### EXCERPT PROVIDED:
PATRIC3 / patric3_website

Legacy PATRIC Website (JBoss Portal Version)
MIT License
5 stars 2 forks source link

Sequences tab has repeat of accession but not contig ids. #2372

Open ARWattam opened 4 years ago

ARWattam commented 4 years ago

Please to to https://www.patricbrc.org/view/Genome/587.17#view_tab=sequences and add the Sequence ID to the table. You will then see that the Accession ID and the Sequence ID are exactly the same. One of these should be the contig ID.

Screen Shot 2020-07-17 at 1 14 10 PM
ARWattam commented 4 years ago

Moreover, when you look at the features tab, you can see the contig IDs under accession:

Screen Shot 2020-07-17 at 1 36 49 PM

But when you look at the genome browser, you only see the GenBAnk accession:

Screen Shot 2020-07-17 at 1 38 05 PM

I am not sure what is going on here.

mshukla1 commented 4 years ago

I think the problem is with the data and not UI.

When we migrated to solr in 2014-2015, we did a batch transfer of all features from relational database to solr.

I think there may be a bug in that process, which has resulted in accession being stored as sequence id in the genome sequence core, and reverse in the feature core.

The problem exist in a small fraction of genomes (<20k) present at the time.

I will run batch updates to correct the data as part of the next data release.

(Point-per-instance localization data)
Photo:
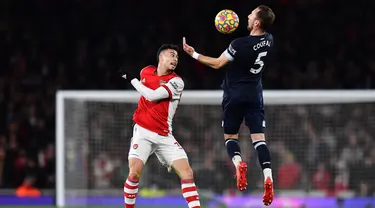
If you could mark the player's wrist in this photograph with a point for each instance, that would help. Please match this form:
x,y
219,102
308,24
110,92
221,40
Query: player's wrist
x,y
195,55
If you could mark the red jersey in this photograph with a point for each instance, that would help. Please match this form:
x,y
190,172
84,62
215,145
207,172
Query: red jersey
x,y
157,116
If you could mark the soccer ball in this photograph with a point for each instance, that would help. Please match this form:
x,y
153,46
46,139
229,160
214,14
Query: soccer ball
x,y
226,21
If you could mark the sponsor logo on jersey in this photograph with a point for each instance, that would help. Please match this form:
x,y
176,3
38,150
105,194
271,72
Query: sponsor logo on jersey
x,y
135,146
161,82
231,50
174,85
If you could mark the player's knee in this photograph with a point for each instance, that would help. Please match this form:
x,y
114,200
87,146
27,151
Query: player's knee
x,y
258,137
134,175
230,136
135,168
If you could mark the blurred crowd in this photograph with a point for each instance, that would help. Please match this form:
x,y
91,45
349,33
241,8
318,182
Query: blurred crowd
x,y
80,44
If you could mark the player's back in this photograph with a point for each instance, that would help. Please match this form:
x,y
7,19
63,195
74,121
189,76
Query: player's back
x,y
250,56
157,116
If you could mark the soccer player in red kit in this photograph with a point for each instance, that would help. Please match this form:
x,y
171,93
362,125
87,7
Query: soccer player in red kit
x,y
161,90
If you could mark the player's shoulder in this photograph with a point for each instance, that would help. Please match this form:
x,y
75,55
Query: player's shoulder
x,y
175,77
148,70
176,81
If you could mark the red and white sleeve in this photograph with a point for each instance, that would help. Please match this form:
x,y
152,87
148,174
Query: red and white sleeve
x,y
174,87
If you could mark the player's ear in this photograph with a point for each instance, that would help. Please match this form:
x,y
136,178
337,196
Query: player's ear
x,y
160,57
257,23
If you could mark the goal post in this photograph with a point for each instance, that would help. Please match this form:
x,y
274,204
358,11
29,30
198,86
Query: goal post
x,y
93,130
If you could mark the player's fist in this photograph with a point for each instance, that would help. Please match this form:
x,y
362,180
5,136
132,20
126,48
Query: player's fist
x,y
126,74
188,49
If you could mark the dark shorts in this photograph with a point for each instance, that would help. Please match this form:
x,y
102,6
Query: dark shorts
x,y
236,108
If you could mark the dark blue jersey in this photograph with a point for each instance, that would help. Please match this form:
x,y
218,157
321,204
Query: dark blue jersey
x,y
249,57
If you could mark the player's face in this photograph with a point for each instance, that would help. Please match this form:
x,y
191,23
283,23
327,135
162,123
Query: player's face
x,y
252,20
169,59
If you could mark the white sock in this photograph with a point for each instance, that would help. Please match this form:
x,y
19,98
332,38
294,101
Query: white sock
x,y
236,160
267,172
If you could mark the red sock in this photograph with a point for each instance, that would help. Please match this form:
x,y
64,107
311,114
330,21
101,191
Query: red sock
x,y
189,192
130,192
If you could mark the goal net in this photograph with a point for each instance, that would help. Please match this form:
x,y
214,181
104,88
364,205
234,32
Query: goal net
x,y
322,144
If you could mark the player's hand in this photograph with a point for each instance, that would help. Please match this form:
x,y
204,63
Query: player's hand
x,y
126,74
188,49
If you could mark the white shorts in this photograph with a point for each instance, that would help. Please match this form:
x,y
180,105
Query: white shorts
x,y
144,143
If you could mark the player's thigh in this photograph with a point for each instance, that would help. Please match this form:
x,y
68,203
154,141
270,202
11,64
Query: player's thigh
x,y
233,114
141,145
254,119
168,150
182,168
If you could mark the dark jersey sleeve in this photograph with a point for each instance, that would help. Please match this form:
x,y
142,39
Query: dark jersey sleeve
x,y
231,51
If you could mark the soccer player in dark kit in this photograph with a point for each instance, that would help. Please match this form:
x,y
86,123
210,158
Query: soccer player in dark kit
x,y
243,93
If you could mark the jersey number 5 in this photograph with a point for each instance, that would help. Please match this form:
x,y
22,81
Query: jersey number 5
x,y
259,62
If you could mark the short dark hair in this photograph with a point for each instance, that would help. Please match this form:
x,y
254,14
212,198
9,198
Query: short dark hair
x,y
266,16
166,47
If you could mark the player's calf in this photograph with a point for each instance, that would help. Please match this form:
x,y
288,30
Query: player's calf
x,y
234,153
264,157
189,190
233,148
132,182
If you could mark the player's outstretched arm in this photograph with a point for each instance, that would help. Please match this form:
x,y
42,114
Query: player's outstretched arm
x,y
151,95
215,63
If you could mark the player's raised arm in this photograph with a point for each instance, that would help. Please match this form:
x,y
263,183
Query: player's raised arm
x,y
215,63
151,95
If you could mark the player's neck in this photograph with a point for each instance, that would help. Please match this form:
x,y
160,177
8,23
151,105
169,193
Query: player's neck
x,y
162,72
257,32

### YOUR OBJECTIVE:
Write out the passage from the issue thread about missing contig IDs, everything from "I think there" down to "next data release.".

### TASK OUTPUT:
I think there may be a bug in that process, which has resulted in accession being stored as sequence id in the genome sequence core, and reverse in the feature core.

The problem exist in a small fraction of genomes (<20k) present at the time.

I will run batch updates to correct the data as part of the next data release.